** START OF INFORMATION GIVEN **

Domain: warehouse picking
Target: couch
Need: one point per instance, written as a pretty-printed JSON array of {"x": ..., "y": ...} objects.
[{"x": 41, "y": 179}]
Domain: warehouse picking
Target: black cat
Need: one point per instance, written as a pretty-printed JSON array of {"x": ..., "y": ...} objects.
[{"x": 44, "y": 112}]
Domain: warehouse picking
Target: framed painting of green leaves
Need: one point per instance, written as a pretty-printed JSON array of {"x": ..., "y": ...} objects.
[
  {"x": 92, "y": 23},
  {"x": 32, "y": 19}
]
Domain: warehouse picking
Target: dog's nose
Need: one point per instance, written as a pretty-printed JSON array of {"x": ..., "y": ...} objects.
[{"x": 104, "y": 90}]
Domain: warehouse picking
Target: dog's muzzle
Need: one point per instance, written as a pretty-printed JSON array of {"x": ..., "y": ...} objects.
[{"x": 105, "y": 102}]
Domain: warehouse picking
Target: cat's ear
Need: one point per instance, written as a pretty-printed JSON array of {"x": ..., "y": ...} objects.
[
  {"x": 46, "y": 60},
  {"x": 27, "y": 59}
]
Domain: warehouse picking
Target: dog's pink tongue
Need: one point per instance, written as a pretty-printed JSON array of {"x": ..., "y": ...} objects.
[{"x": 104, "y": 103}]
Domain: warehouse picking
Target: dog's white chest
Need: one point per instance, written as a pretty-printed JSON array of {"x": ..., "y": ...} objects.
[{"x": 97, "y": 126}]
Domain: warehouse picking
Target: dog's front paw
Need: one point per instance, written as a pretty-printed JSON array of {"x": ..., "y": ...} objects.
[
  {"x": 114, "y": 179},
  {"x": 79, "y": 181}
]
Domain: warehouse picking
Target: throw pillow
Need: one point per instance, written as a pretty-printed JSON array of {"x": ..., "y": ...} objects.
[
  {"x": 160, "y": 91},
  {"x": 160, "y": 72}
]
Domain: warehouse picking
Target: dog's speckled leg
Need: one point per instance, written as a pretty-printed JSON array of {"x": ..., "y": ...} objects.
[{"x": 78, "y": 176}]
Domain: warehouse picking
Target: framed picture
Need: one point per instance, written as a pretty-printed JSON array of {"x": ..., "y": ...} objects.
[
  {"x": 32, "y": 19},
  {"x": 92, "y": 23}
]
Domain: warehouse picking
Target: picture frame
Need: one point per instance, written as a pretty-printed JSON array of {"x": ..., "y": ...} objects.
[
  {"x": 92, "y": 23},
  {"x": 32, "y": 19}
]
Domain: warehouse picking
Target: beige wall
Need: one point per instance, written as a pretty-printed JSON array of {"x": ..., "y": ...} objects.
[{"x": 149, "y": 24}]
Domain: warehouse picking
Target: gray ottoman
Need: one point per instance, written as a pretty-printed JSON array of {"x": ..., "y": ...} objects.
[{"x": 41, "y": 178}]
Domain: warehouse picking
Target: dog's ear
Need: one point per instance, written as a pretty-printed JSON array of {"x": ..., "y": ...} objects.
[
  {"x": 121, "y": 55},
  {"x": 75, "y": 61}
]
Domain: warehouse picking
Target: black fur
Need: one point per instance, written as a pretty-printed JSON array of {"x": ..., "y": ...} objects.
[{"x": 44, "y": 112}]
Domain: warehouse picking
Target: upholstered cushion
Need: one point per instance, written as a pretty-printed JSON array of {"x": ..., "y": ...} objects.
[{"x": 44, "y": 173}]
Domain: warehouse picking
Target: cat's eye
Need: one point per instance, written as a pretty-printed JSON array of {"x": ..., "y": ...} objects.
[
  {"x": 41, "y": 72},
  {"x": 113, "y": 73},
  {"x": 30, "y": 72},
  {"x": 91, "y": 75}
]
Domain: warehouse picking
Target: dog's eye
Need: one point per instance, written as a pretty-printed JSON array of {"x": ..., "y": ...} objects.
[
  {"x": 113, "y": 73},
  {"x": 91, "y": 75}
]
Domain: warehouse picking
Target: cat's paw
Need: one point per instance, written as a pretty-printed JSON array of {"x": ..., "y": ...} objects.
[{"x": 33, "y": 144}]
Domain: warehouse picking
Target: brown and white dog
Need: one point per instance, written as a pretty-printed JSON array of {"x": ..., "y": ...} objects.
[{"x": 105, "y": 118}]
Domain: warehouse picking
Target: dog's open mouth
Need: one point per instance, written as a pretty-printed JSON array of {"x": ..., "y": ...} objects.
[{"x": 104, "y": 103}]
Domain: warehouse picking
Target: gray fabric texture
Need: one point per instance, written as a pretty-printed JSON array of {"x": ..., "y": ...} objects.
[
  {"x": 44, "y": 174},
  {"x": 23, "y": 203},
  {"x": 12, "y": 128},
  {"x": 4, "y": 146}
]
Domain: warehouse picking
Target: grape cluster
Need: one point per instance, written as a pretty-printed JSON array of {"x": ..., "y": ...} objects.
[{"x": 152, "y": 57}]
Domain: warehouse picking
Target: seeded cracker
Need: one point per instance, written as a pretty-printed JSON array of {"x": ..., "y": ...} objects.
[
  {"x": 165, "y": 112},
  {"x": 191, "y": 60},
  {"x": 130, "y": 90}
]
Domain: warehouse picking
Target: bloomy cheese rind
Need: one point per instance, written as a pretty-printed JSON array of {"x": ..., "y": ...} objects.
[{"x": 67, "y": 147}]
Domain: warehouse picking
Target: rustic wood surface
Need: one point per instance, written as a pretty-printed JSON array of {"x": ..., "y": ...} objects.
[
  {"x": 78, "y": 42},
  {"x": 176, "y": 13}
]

** END OF INFORMATION GIVEN **

TASK GOAL - Recopy all the lines exactly as they appear.

WRITTEN ANSWER -
Domain: warehouse picking
Target: couch
Need: one point per instance, written as a pretty-printed JSON array of {"x": ..., "y": ...} objects.
[{"x": 41, "y": 179}]
Domain: warehouse picking
Target: black cat
Need: one point per instance, written as a pretty-printed JSON array of {"x": ..., "y": ...} objects.
[{"x": 44, "y": 112}]
Domain: warehouse picking
Target: framed painting of green leaves
Need: one point per instance, written as a pretty-printed JSON array of {"x": ..., "y": ...} objects.
[
  {"x": 92, "y": 23},
  {"x": 32, "y": 19}
]
Domain: warehouse picking
Target: dog's nose
Need: one point per instance, written as a pretty-printed JSON array of {"x": ..., "y": ...} objects.
[{"x": 104, "y": 90}]
Domain: warehouse picking
Target: dog's muzzle
Need: one point per instance, written as a pretty-printed JSON array of {"x": ..., "y": ...} objects.
[{"x": 105, "y": 102}]
Domain: warehouse picking
Target: cat's ear
Need: one point per instance, written as a pretty-printed JSON array of {"x": ..., "y": ...} objects.
[
  {"x": 46, "y": 60},
  {"x": 27, "y": 59}
]
Domain: warehouse picking
Target: dog's pink tongue
Need: one point per instance, written as a pretty-printed JSON array of {"x": ..., "y": ...} objects.
[{"x": 104, "y": 103}]
Domain: warehouse picking
Target: dog's white chest
Need: one point per instance, written as a pretty-printed JSON array of {"x": ..., "y": ...} objects.
[{"x": 97, "y": 126}]
Domain: warehouse picking
Target: dog's front paw
Need: one point per instance, written as a pretty-printed JSON array of {"x": ..., "y": ...} objects.
[
  {"x": 114, "y": 179},
  {"x": 79, "y": 181}
]
Domain: warehouse picking
Target: throw pillow
Need: one point per instance, written as a pretty-printed JSON array of {"x": ..., "y": ...} objects.
[
  {"x": 160, "y": 91},
  {"x": 160, "y": 72}
]
Domain: warehouse picking
Target: dog's speckled leg
Need: one point per instance, written as a pretty-printed JSON array of {"x": ..., "y": ...} objects.
[{"x": 78, "y": 176}]
Domain: warehouse picking
Target: framed picture
Need: one point per instance, written as a pretty-printed JSON array of {"x": ..., "y": ...} objects.
[
  {"x": 32, "y": 19},
  {"x": 92, "y": 23}
]
Domain: warehouse picking
Target: picture frame
Need: one point per instance, written as a pretty-printed JSON array of {"x": ..., "y": ...} objects.
[
  {"x": 92, "y": 23},
  {"x": 32, "y": 19}
]
Domain: warehouse picking
Target: beige wall
Need: one point per instance, written as a pretty-printed JSON array of {"x": ..., "y": ...} objects.
[{"x": 149, "y": 24}]
Domain: warehouse picking
Target: gray ottoman
Need: one point per instance, written as a pretty-printed JSON array of {"x": ..., "y": ...} objects.
[{"x": 41, "y": 178}]
Domain: warehouse picking
Target: dog's ear
Need: one point per instance, written as a pretty-printed JSON array of {"x": ..., "y": ...} objects.
[
  {"x": 121, "y": 55},
  {"x": 75, "y": 61}
]
Domain: warehouse picking
Target: black fur
Need: one point per instance, written as a pretty-printed JSON array of {"x": ..., "y": ...} objects.
[{"x": 44, "y": 112}]
Domain: warehouse picking
Target: upholstered cushion
Need: one point per instance, written as a pretty-printed JSON array of {"x": ..., "y": ...} objects.
[{"x": 44, "y": 173}]
Domain: warehouse picking
Target: cat's eye
Need: one point per instance, written as a pretty-printed JSON array of {"x": ..., "y": ...} objects.
[
  {"x": 41, "y": 72},
  {"x": 113, "y": 73},
  {"x": 30, "y": 72},
  {"x": 91, "y": 75}
]
Domain: warehouse picking
Target: dog's eye
Need: one point per instance, written as a pretty-printed JSON array of {"x": ..., "y": ...} objects.
[
  {"x": 113, "y": 73},
  {"x": 91, "y": 75}
]
Domain: warehouse picking
Target: cat's paw
Need: one point per instance, written as a pretty-printed JSON array of {"x": ..., "y": ...} objects.
[{"x": 33, "y": 144}]
Domain: warehouse picking
Target: brown and white dog
Need: one point per instance, written as a pretty-printed JSON array of {"x": ..., "y": ...} objects.
[{"x": 105, "y": 118}]
Domain: warehouse picking
Target: dog's open mouth
Need: one point per instance, written as a pretty-printed JSON array of {"x": ..., "y": ...} objects.
[{"x": 104, "y": 103}]
Domain: warehouse picking
Target: gray fabric texture
Need: one point per instance, written as a pretty-printed JSON array of {"x": ..., "y": ...} objects.
[
  {"x": 44, "y": 174},
  {"x": 23, "y": 203},
  {"x": 12, "y": 128},
  {"x": 4, "y": 146}
]
Domain: warehouse picking
Target: grape cluster
Need: one point per instance, written as a pretty-printed JSON array of {"x": ..., "y": ...} objects.
[{"x": 152, "y": 57}]
Domain: warehouse picking
Target: seeded cracker
Need: one point per instance, written as a pretty-printed JSON array of {"x": ..., "y": ...} objects.
[
  {"x": 165, "y": 112},
  {"x": 191, "y": 60},
  {"x": 130, "y": 90}
]
Domain: warehouse picking
Target: bloomy cheese rind
Need: one point per instance, written as a pretty-printed JSON array of {"x": ..., "y": ...} objects.
[{"x": 67, "y": 147}]
Domain: warehouse picking
Target: rustic wood surface
Need: one point per instance, written as a pretty-printed JSON array of {"x": ..., "y": ...} objects.
[
  {"x": 78, "y": 42},
  {"x": 176, "y": 13}
]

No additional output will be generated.